• **Parts of the exercise**:
1 – In the notes on how complex traits evolve, what share of the one-letter changes to tRNA sequences kept the original structure?
2 – Using the notes on how complex traits evolve, explain why almost every phenotype can be reached from any other in only a few steps.

--- Text segment ---

The key results (Science 280, 1451-1455, 1998):
1) each phenotype, understood as a particular secondary structure, can be obtained from
very many very different sequences.
2) phenotypes are "entangled" in the space of sequences: one substitution can convert a
sequence that folds into phenotype A into sequences that fold into many other phenotypes.
501,572 one-substitution modifications of
2199 different sequences that all accept the
same clover-leaf secondary structure of a
tRNA accept 141,907 different structures.
Only 23% of these modifications retained the
original structure.
The 12 most common structures of the
modifications are mostly similar to the
original tRNA structure:
As a result, almost every phenotype can be reached from any other phenotype through only
a small number of phenotypic steps. This pattern, of course, are ideal for evolution.
It is not clear if it is universal, however. In particular, a particular 3D structure in proteins
cannot be always obtained from a wide variety of amino acid sequences.
2) Fitness landscapes in the space of feed-forward circuits.
Structure of the "genotype" > phenotype map of simple feed-forward circuits is very close to
the ones found in RNA: a circuit can be completely rewired keeping its input-output function
intact, and a small neighborhood of each circuit contains almost all phenotypes.
Feed-forward network (FFN) consists of a set of inputs (I
units), hidden units, and outputs (O units). Units can connect
strictly to the layers above, thus avoiding cycles, except for
the outputs, which cannot connect directly to the inputs.
The RNA-like structure of the "genotype" > phenotype map of FFNs leads to efficient
evolution. The population finds its evolutionary target in 1749 generations, and the
dynamics shows allele replacements in which population diversity falls abruptly.
However, such RNA-like structure of "genotype" > phenotype map is not a universal
property of networks. In particular, two kinds of networks, homogeneous random networks
and scale-free networks, exhibit drastically different evolutionary patterns. Whereas
homogeneous random networks accumulate neutral mutations and evolve by sparse
punctuated steps, scale-free networks evolve rapidly and continuously.
Populations of random (a) and scale-free (b) networks for various average connectivity K
and degree exponents g. Average fitness of 50 independent evolutionary paths.
Macroevolution of Cells and Organisms
There is currently no theory for Macroevolution of cells or multicellular organisms. Still,
there are some intriguing data on in silico evolution.
A simple model of a cell, consisting of an organic nutrient A and an energy carrier X, and
proteins of five types – two transcription factors, two enzymes, and a membrane transporter.
The metabolism of the cell consists of importing A from the environment and utilizing it in
order to produce X and an unspecified end product. The genome may carry an arbitrary
number of genes, each one encoding a protein of one of the five types. Fitness was
determined by the ability of organisms to maintain a constant concentration of X.
Even this very simple model displays complex behavior. In particular, there is a high degree
of unpredictability of the outcome of evolution - different experiment performed under the
same conditions produced locally optimal organisms of very different levels of complexity.
Regulatory interactions within a simple evolved organism.
Regulatory interactions within a simple evolved organism, obtained under the
same conditions as the previous one.
Conclusions:
Finally, it became possible to start addressing the key issue in the evolution of life - "how
can complex phenotypes evolve by natural selection?".
Answering this question will be the main task of evolutionary biology, and probably of all
natural sciences, in the XXI century. However, it is not even clear whether there exists a
general theory describing evolution of all kinds of complex functional phenotypes.
Still, if you are interested in studying evolution, consider this subject seriously - you will not
get a Nobel prize for yet another paper on phylogenetics, or paleontology, or Microevolution.
Quiz:
Suppose that you have an ability to predict 3D structure and even function(s) of a protein
from its amino acid sequence. What evolutionary questions will you address, and how?

--- Data ---

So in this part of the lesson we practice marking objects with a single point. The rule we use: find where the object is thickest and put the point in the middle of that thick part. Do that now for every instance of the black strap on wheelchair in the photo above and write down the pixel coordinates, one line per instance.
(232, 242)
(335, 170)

---

• **Solutions**:
1 – Only 23% of them kept the original structure.

2 – Each phenotype, meaning a particular secondary structure, can be made by very many very different sequences. Phenotypes are also "entangled" in sequence space, so one substitution can turn a sequence that folds into one phenotype into sequences that fold into many others.